## Instructions for the task
Below are records; reproduce exactly the lines from the one containing "the tree line." through the end, both included, and only those.

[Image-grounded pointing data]
--- START ---

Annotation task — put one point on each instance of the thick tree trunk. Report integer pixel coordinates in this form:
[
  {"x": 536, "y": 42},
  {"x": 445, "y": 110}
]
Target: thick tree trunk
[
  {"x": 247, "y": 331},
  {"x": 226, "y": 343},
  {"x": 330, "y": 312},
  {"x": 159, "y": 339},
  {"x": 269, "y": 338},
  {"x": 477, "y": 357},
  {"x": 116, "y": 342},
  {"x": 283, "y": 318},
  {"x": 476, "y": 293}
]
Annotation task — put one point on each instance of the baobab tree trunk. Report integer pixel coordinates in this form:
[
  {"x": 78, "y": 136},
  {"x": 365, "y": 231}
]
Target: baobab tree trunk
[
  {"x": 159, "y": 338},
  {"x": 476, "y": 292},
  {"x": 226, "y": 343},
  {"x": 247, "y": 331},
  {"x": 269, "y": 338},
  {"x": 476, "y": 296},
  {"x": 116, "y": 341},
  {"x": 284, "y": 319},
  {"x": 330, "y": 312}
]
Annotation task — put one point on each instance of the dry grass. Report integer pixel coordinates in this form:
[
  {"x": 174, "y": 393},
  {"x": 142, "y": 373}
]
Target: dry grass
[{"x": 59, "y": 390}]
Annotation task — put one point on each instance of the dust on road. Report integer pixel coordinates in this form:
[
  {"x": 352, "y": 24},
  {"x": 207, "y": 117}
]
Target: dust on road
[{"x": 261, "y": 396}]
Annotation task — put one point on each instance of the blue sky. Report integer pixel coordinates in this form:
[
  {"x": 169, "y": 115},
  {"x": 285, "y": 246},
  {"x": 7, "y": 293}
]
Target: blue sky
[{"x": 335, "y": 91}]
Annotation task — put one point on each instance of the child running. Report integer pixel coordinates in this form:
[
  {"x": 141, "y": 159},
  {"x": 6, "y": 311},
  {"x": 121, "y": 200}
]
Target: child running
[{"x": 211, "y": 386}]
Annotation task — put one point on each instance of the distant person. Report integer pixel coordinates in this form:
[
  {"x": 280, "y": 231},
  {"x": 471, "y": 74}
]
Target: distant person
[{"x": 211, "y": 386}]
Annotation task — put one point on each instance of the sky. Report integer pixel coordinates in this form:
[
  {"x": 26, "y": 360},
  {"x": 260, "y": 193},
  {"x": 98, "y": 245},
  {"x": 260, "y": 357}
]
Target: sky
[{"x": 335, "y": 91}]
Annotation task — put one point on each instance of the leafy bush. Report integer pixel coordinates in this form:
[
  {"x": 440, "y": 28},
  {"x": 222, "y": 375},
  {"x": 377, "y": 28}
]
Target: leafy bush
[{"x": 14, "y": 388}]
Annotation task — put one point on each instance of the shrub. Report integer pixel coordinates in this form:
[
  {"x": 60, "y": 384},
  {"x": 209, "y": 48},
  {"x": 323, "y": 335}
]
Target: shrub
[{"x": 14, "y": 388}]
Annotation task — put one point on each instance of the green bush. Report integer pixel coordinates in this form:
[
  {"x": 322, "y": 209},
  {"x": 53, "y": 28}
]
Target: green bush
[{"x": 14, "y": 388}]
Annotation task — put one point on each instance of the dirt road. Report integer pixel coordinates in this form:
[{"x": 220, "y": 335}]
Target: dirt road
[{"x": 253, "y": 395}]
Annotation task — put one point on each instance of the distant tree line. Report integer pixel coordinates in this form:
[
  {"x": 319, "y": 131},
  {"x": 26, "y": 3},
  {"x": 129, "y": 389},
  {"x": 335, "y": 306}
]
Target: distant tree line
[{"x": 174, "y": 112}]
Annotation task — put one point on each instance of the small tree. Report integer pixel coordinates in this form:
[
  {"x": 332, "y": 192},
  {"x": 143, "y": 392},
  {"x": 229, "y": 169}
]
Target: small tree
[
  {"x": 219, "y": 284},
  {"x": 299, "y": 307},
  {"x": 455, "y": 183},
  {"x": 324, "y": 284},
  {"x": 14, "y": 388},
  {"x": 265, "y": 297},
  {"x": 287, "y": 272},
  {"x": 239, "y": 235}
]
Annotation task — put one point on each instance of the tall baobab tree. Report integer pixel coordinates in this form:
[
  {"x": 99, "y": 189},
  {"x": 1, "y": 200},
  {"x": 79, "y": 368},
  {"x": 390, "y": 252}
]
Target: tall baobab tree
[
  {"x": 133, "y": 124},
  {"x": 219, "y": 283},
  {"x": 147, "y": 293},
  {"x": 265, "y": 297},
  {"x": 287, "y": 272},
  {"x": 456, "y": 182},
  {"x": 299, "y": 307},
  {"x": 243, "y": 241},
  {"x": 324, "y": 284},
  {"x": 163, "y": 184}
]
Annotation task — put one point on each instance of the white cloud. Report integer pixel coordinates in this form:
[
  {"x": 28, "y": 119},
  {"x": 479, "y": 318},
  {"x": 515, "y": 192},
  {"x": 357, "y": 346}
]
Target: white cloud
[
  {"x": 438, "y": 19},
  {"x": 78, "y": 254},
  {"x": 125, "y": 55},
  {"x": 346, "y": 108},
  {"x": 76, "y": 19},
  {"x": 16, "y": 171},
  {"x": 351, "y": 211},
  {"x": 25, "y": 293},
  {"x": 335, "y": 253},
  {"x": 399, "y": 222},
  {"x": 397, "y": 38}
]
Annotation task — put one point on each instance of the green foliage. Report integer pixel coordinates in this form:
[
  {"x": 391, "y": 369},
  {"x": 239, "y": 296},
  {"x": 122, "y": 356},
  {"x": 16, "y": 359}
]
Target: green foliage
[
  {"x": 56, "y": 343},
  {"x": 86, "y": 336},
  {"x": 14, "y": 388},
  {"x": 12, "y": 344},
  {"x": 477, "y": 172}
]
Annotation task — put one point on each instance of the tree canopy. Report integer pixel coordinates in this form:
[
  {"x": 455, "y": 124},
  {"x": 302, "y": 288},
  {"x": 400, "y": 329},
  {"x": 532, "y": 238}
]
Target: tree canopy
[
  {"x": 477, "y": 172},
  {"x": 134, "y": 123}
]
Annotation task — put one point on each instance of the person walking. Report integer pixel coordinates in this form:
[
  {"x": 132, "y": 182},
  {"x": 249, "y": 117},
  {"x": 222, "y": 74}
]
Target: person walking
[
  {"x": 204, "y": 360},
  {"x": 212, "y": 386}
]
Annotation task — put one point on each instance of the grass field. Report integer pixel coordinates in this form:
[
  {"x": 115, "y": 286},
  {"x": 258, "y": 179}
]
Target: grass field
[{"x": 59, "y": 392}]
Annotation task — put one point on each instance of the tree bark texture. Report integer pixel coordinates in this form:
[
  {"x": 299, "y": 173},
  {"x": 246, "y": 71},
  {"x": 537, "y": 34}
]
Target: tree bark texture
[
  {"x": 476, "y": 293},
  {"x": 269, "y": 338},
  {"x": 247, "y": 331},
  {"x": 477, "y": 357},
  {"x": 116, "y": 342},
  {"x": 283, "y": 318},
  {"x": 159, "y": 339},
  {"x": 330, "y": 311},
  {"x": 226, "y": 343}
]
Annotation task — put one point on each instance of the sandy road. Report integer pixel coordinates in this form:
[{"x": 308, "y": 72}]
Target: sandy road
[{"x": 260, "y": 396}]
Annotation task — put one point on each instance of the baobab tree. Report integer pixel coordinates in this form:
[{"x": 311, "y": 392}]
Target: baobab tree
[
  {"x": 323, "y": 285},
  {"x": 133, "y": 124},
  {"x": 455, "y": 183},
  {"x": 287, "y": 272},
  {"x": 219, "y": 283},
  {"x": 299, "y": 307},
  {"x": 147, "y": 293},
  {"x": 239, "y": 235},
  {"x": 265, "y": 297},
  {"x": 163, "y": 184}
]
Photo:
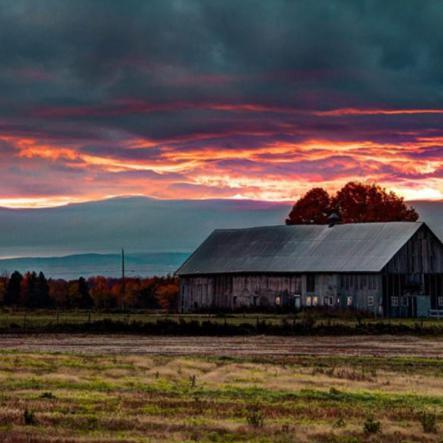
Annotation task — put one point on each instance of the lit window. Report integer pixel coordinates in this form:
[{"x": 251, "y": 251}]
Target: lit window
[
  {"x": 329, "y": 301},
  {"x": 362, "y": 282},
  {"x": 310, "y": 283}
]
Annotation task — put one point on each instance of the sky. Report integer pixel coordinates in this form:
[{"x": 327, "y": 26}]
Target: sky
[{"x": 196, "y": 99}]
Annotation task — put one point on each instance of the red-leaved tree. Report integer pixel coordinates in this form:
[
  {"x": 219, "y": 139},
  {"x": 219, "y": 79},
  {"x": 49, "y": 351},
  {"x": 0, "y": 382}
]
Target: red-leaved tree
[{"x": 354, "y": 203}]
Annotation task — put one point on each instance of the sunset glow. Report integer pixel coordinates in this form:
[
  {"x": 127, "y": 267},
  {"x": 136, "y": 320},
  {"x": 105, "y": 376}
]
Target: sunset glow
[{"x": 232, "y": 111}]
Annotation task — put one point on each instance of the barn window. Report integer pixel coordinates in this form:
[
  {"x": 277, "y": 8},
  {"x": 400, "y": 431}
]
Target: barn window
[
  {"x": 329, "y": 301},
  {"x": 362, "y": 282},
  {"x": 310, "y": 283}
]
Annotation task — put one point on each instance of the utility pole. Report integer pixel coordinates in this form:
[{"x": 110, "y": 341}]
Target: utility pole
[{"x": 123, "y": 281}]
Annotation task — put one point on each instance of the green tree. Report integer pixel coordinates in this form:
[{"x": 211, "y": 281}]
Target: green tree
[{"x": 313, "y": 208}]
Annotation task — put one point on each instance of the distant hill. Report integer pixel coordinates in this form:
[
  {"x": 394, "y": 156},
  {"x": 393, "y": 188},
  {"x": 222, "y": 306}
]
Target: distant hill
[
  {"x": 137, "y": 224},
  {"x": 88, "y": 265},
  {"x": 157, "y": 233}
]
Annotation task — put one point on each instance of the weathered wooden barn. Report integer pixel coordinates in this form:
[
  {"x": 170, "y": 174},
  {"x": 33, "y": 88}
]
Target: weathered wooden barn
[{"x": 391, "y": 269}]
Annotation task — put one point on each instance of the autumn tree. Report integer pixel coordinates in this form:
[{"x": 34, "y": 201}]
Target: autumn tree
[
  {"x": 361, "y": 203},
  {"x": 313, "y": 208},
  {"x": 353, "y": 203},
  {"x": 167, "y": 296},
  {"x": 3, "y": 287},
  {"x": 58, "y": 291}
]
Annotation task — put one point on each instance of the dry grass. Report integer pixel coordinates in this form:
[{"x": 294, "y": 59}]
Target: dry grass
[{"x": 134, "y": 398}]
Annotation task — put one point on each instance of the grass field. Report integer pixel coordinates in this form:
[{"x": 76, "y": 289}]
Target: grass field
[
  {"x": 108, "y": 396},
  {"x": 11, "y": 320}
]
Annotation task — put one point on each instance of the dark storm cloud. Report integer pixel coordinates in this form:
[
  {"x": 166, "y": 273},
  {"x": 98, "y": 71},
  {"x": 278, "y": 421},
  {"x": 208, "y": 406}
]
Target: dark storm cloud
[{"x": 179, "y": 91}]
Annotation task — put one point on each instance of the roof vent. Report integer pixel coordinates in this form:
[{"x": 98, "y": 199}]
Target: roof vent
[{"x": 333, "y": 219}]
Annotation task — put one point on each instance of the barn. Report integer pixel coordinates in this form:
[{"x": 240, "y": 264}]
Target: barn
[{"x": 392, "y": 269}]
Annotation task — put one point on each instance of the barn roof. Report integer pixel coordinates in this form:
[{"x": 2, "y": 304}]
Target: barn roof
[{"x": 358, "y": 247}]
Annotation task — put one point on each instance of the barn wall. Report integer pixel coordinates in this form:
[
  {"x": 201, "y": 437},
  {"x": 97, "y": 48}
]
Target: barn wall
[
  {"x": 225, "y": 291},
  {"x": 359, "y": 291},
  {"x": 422, "y": 254},
  {"x": 417, "y": 269}
]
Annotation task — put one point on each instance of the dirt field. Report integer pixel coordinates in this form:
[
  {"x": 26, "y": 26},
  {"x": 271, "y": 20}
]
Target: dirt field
[
  {"x": 113, "y": 388},
  {"x": 228, "y": 346}
]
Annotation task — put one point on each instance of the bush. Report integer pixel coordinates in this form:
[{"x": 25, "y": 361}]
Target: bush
[
  {"x": 29, "y": 417},
  {"x": 371, "y": 426},
  {"x": 428, "y": 422},
  {"x": 255, "y": 417}
]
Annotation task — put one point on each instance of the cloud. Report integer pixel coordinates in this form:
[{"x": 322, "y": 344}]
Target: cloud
[{"x": 181, "y": 99}]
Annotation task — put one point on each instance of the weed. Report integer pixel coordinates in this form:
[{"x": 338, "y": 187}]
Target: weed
[
  {"x": 255, "y": 416},
  {"x": 428, "y": 422},
  {"x": 371, "y": 426},
  {"x": 29, "y": 417},
  {"x": 340, "y": 423}
]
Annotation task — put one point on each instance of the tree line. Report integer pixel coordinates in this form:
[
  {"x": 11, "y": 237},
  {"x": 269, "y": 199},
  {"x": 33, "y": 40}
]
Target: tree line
[{"x": 35, "y": 291}]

--- END ---

## Exercise response
Annotation task — put one point on each instance of the tree line. Report integer pixel coordinates in this form:
[
  {"x": 11, "y": 237},
  {"x": 269, "y": 199},
  {"x": 33, "y": 40}
]
Target: tree line
[{"x": 35, "y": 291}]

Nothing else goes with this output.